- **Task to carry out**
Below are records to print word for word; include none of their pictures.

>>>>>

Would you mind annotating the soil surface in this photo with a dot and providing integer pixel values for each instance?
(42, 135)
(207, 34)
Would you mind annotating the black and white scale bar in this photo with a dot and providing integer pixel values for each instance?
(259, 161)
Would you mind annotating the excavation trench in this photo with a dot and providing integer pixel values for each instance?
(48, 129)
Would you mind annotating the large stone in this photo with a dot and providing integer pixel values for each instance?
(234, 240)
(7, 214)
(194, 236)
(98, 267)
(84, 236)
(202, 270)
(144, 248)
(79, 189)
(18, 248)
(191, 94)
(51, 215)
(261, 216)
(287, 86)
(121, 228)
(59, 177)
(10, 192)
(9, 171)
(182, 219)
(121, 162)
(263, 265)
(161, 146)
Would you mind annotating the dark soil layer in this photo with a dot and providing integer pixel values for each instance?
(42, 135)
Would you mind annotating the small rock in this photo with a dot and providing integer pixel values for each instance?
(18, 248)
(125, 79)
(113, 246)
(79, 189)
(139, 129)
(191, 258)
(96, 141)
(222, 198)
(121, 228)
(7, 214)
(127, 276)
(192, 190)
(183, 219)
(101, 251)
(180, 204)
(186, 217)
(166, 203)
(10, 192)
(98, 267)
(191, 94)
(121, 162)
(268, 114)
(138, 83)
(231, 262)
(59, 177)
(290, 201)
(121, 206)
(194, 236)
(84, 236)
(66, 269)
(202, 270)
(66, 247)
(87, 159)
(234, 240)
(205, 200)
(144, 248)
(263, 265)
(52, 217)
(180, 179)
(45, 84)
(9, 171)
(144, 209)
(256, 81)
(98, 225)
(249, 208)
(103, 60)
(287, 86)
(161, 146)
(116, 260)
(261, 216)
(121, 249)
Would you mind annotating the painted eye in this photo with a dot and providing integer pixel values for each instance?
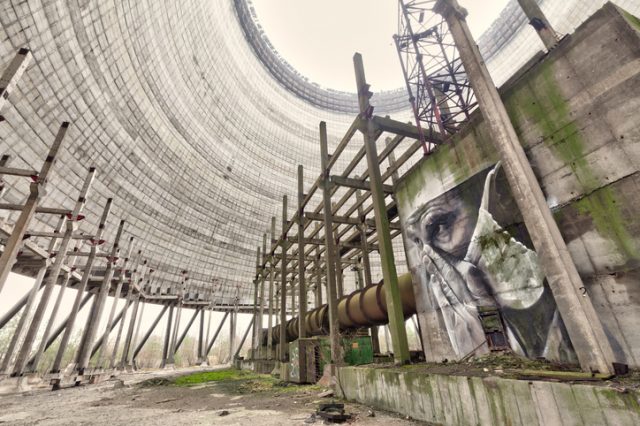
(440, 230)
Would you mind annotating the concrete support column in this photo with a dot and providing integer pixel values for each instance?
(236, 354)
(201, 338)
(366, 266)
(126, 360)
(167, 338)
(130, 299)
(52, 278)
(139, 347)
(256, 289)
(93, 322)
(294, 305)
(583, 325)
(539, 22)
(81, 289)
(12, 74)
(233, 324)
(183, 335)
(173, 346)
(316, 267)
(259, 326)
(387, 261)
(36, 188)
(24, 318)
(283, 285)
(302, 285)
(330, 250)
(116, 298)
(32, 365)
(215, 335)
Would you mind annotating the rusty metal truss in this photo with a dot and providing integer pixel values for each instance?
(439, 91)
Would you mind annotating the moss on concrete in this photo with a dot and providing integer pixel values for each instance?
(634, 21)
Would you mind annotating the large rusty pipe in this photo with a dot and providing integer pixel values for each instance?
(366, 307)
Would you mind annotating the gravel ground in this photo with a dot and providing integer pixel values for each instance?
(127, 400)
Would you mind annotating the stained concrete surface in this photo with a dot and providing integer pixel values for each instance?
(133, 402)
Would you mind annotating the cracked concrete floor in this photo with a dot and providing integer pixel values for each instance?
(111, 403)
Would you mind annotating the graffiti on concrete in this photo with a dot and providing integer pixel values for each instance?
(469, 250)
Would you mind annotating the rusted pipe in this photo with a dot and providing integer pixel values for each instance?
(362, 308)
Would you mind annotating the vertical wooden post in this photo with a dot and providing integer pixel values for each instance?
(330, 259)
(302, 285)
(587, 335)
(36, 188)
(387, 261)
(283, 285)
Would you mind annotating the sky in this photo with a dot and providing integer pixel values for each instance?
(319, 38)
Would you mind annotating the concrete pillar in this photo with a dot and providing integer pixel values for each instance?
(256, 289)
(173, 347)
(359, 274)
(32, 365)
(294, 304)
(272, 311)
(259, 325)
(116, 298)
(316, 266)
(583, 325)
(206, 341)
(126, 360)
(183, 335)
(51, 280)
(236, 354)
(167, 338)
(283, 285)
(302, 285)
(58, 330)
(201, 338)
(330, 250)
(81, 289)
(232, 334)
(130, 299)
(24, 318)
(387, 261)
(93, 321)
(27, 313)
(12, 74)
(540, 23)
(36, 188)
(154, 324)
(215, 335)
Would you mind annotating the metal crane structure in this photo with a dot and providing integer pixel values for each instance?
(439, 91)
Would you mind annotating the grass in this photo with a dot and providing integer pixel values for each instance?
(215, 376)
(238, 382)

<<<<<

- **Answer to this problem**
Would you mind annotating the soil surface in this photo with a dot and providing integer pixel values for each instance?
(42, 135)
(207, 34)
Would you mind annotating the black and white scale bar in this photo with a dot and providing integer pixel values for each instance?
(259, 161)
Would you mind annotating the excavation trench in this photo with a dot and providing integer pixel values for each instance?
(48, 129)
Would you mind annotating the large stone in this photo with a dot and providing integer pixel values for each instance?
(234, 240)
(7, 214)
(194, 236)
(98, 267)
(84, 236)
(202, 270)
(144, 248)
(79, 189)
(18, 248)
(191, 94)
(51, 215)
(261, 216)
(287, 86)
(121, 228)
(59, 177)
(10, 192)
(9, 171)
(182, 219)
(121, 162)
(263, 265)
(161, 146)
Would you mind annotating the dark soil layer in this photo with a dot and providing integer pixel values for each instance?
(42, 135)
Would you mind annotating the small rock in this photo with a dot and providing integer pixel values for each instance?
(18, 248)
(125, 79)
(113, 246)
(79, 189)
(139, 129)
(191, 258)
(96, 141)
(222, 198)
(121, 228)
(7, 214)
(127, 276)
(192, 190)
(183, 219)
(101, 251)
(180, 204)
(186, 217)
(166, 203)
(10, 192)
(98, 267)
(191, 94)
(121, 162)
(268, 114)
(138, 83)
(231, 262)
(59, 177)
(290, 201)
(121, 206)
(194, 236)
(84, 236)
(66, 269)
(202, 270)
(66, 247)
(87, 159)
(234, 240)
(205, 200)
(144, 248)
(263, 265)
(52, 217)
(180, 179)
(45, 84)
(9, 171)
(144, 209)
(256, 81)
(98, 225)
(249, 208)
(103, 60)
(287, 86)
(161, 146)
(116, 260)
(261, 216)
(121, 249)
Would you mind annotating the painted eye in this photo with a dot and providing integer pixel values for each instance?
(440, 230)
Would you mind annotating the concrete support column in this photo with a dot and providing integer pixel values for each instance?
(236, 354)
(201, 338)
(366, 266)
(126, 360)
(167, 338)
(130, 299)
(52, 278)
(139, 347)
(256, 289)
(93, 322)
(294, 305)
(583, 325)
(539, 22)
(81, 289)
(12, 74)
(233, 324)
(183, 335)
(173, 346)
(316, 267)
(259, 326)
(387, 261)
(36, 188)
(24, 318)
(283, 285)
(302, 285)
(330, 250)
(116, 298)
(32, 365)
(215, 335)
Would you mind annotating the rusty metal truss in this photo with a dot and providing integer pixel values for each instance?
(439, 91)
Would you mind annotating the moss on concrete in this photo with a dot and providing integer pixel values for each instance?
(634, 21)
Would you mind annotating the large rusty pipe in this photo with a dot and providing integer pixel values for each instance?
(366, 307)
Would you mind annotating the gravel ground in this photo with a dot and providing integer pixel values for each instance?
(127, 400)
Would you mind annotating the stained concrete surface in this photo with a dot and providing integer pixel values for each instance?
(133, 402)
Would you mind annotating the cracked concrete floor in this photo with a dot and providing integer pixel values for each instance?
(111, 403)
Would you mind annotating the graffiti on concrete in this photo with a dot and providing integer pixel values for each instance?
(469, 250)
Would you mind annotating the rusted pipe in this photo with a dot and providing integer pixel values for each instance?
(362, 308)
Would you mind annotating the vertical wooden post in this photo with a dot and providing integer pixel values for each instance?
(330, 259)
(302, 285)
(587, 335)
(36, 188)
(387, 261)
(283, 285)
Would you mind annotating the sky in this photo with a dot and providing integer pixel values for each instance?
(319, 38)
Would you mind annotating the concrete pillar in this photo with a dot and providing integer pixel values for each instance?
(256, 289)
(173, 347)
(359, 274)
(32, 365)
(294, 304)
(272, 311)
(259, 325)
(116, 298)
(316, 266)
(583, 325)
(206, 341)
(126, 360)
(183, 335)
(51, 280)
(236, 354)
(167, 338)
(283, 285)
(302, 285)
(58, 330)
(201, 338)
(330, 250)
(81, 289)
(232, 334)
(130, 299)
(24, 318)
(387, 261)
(93, 321)
(27, 313)
(12, 74)
(540, 23)
(36, 188)
(154, 324)
(215, 335)
Would you mind annotating the metal crane structure in this photo with a dot and providing integer pixel values for each instance?
(439, 91)
Would you mind annotating the grass in this photo with a dot and providing integer pixel values for each instance?
(215, 376)
(238, 382)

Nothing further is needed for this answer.